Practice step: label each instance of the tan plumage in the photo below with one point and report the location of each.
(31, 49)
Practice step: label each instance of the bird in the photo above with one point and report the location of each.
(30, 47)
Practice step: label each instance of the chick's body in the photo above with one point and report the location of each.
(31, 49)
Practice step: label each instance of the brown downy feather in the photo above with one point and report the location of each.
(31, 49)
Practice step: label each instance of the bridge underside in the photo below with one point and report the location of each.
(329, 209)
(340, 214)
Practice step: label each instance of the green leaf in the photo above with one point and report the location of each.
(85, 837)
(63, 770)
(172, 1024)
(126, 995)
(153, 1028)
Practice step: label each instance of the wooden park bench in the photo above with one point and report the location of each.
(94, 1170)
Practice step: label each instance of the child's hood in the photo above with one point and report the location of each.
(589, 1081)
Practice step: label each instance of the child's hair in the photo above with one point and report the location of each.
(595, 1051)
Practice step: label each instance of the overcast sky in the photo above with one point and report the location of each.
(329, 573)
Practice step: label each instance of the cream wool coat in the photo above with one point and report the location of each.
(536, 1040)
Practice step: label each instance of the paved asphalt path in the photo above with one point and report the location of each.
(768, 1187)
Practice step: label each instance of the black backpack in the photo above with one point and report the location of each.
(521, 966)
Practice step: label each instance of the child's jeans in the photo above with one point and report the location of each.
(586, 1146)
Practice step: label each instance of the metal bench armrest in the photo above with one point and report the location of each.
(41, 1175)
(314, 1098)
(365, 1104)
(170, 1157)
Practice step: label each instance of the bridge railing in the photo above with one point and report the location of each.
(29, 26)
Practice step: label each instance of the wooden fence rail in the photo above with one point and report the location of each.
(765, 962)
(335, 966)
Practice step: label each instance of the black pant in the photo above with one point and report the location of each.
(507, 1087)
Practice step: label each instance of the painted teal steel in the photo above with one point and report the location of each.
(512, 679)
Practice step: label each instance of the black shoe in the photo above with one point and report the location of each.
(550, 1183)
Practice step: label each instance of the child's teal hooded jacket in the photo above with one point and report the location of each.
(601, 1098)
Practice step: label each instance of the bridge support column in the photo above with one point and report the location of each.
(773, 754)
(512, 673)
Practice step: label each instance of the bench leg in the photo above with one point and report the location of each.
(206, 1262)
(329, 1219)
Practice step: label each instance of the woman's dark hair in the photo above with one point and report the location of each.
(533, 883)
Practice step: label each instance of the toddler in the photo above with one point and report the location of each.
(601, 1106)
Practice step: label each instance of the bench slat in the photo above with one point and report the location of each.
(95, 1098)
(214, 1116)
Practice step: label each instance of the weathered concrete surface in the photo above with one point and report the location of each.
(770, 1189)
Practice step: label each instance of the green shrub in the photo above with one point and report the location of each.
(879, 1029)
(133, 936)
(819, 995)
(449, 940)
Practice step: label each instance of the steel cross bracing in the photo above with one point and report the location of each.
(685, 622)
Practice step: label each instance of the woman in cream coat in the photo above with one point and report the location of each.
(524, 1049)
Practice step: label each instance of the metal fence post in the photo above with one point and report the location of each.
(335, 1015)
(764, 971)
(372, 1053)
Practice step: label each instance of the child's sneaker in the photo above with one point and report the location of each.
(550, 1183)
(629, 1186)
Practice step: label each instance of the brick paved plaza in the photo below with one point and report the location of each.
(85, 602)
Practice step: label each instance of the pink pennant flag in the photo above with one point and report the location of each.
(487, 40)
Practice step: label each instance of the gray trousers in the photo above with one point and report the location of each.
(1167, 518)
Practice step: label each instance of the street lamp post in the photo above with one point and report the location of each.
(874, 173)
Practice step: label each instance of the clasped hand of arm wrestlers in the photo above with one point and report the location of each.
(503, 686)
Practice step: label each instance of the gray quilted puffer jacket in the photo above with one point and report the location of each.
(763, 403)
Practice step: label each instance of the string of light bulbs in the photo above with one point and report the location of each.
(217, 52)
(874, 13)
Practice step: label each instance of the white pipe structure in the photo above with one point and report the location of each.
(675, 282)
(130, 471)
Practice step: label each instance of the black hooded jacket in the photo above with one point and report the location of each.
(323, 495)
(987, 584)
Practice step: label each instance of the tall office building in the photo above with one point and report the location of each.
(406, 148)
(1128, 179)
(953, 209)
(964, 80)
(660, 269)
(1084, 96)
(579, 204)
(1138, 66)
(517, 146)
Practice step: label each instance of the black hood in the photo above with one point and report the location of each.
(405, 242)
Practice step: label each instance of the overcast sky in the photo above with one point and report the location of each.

▶ **WHAT TO DO**: The answer must be the same records, repeated exactly and in full.

▶ **ANSWER BOX**:
Practice step: label each instance of the tan plumage in the photo below with one point and report the location of each.
(31, 49)
Practice step: label each instance of the bird in the photo above with one point and report the location of each.
(30, 47)
Practice step: label each instance of the chick's body in the photo above with one point and report the location of each.
(31, 49)
Practice step: label each instance of the brown downy feather in the photo above with one point and report the location of each.
(31, 49)
Practice step: label each instance of the bridge underside in the photo below with one point and report the location of each.
(329, 209)
(340, 214)
Practice step: label each instance of the green leaf in the photo above with one point and report the location of each.
(85, 837)
(63, 770)
(172, 1024)
(126, 995)
(153, 1028)
Practice step: label each instance of the wooden park bench in the photo above with one point and report the location of each.
(94, 1170)
Practice step: label each instance of the child's hood in the photo above with one point and report the location of each.
(589, 1081)
Practice step: label each instance of the child's hair in the photo above with one point and report the location of each.
(595, 1051)
Practice step: label each instance of the overcast sky in the photo above with one point and report the location of each.
(329, 573)
Practice step: label each instance of the cream wool coat in the photo above with one point and report the location of each.
(536, 1040)
Practice step: label each instance of the paved asphalt path in the photo above with one point and report the location of each.
(768, 1187)
Practice step: label each instance of the black backpack in the photo above with one point and report the location of each.
(521, 966)
Practice step: label each instance of the child's jeans in the photo above with one point and report the location of each.
(586, 1146)
Practice step: label each instance of the metal bench armrest in the photo above with one point and report the location of each.
(41, 1175)
(314, 1098)
(365, 1104)
(170, 1157)
Practice step: label each instance of the bridge railing in the photo above with one point and report the location of each.
(29, 26)
Practice step: label each instance of the wooden fence rail in the photo above with one point and report the location of each.
(765, 962)
(335, 966)
Practice step: label each instance of the black pant in the photo above with one point and report the location of each.
(507, 1087)
Practice step: label each instance of the painted teal steel in the photo above with one point and report the location of each.
(512, 679)
Practice step: label each instance of the black shoe in the photo above with one point and report the location of each.
(550, 1183)
Practice step: label each instance of the child's teal hooded jacket in the photo above with one point and report the location of each.
(601, 1098)
Practice step: label each instance of the bridge support column in the photo above with one point and report the location of each.
(773, 754)
(512, 673)
Practice step: label each instance of the bench leg in the photo above with one point and report the location of each.
(206, 1262)
(329, 1219)
Practice step: label each instance of the woman's dark hair in the photo above with one point and report the location of each.
(533, 883)
Practice step: label each instance of the toddler in the photo above with one point and report the location of each.
(601, 1106)
Practice step: label each instance of the bench slat in the photo above with one point and report the location of each.
(95, 1098)
(214, 1116)
Practice step: label each instance of the weathered concrete surface in the photo above with one point and report the location of each.
(770, 1189)
Practice step: label each instance of the green shrub in the photo above with one point and report the location of each.
(879, 1029)
(133, 936)
(819, 995)
(449, 940)
Practice step: label each instance of the steel cross bracing in the photo above with one point and report the location of each.
(685, 622)
Practice step: label each instance of the woman in cream coat in the photo above with one point and report the location of each.
(524, 1049)
Practice step: label each instance of the metal fence post in the photo above with one point and report the location of each.
(335, 1015)
(764, 971)
(372, 1053)
Practice step: label each instance of the child's sneaker in the photo above with one point and report the location of each.
(550, 1183)
(629, 1186)
Practice step: label each instance of the brick paved plaza in the photo below with one point and report the location of each.
(85, 602)
Practice step: label each instance of the pink pennant flag in the photo above with one point and report the location of each.
(487, 40)
Practice step: label each instance of the gray trousers in the photo above with one point and report the location of each.
(1167, 518)
Practice step: label each instance of the street lamp post in the photo above with one point and report the location of each.
(874, 173)
Practice step: label each instance of the clasped hand of arm wrestlers in the photo above with one point and report the location of each.
(503, 686)
Practice step: label each instance of the gray quilted puffer jacket in the photo above with one point and report the location of each.
(763, 403)
Practice step: label each instance of the string of light bulbs in the photo above with one point and report the location of each.
(217, 52)
(874, 13)
Practice step: label each instance of the white pipe structure in the photo above with one point and report the location of each.
(675, 282)
(130, 471)
Practice step: label each instance of the black hooded jacket in the photo above with one point and report the location of each.
(323, 495)
(987, 584)
Practice step: label each instance of the tall office building in the photo above with one point and report the location of each.
(406, 148)
(1128, 179)
(953, 209)
(964, 80)
(660, 269)
(1084, 96)
(579, 204)
(1138, 66)
(517, 146)
Practice step: label each instance of the black hood in the photo above with one point and report the location of each.
(405, 242)
Practice step: label each instance of the overcast sky in the photo above with one point and report the location of each.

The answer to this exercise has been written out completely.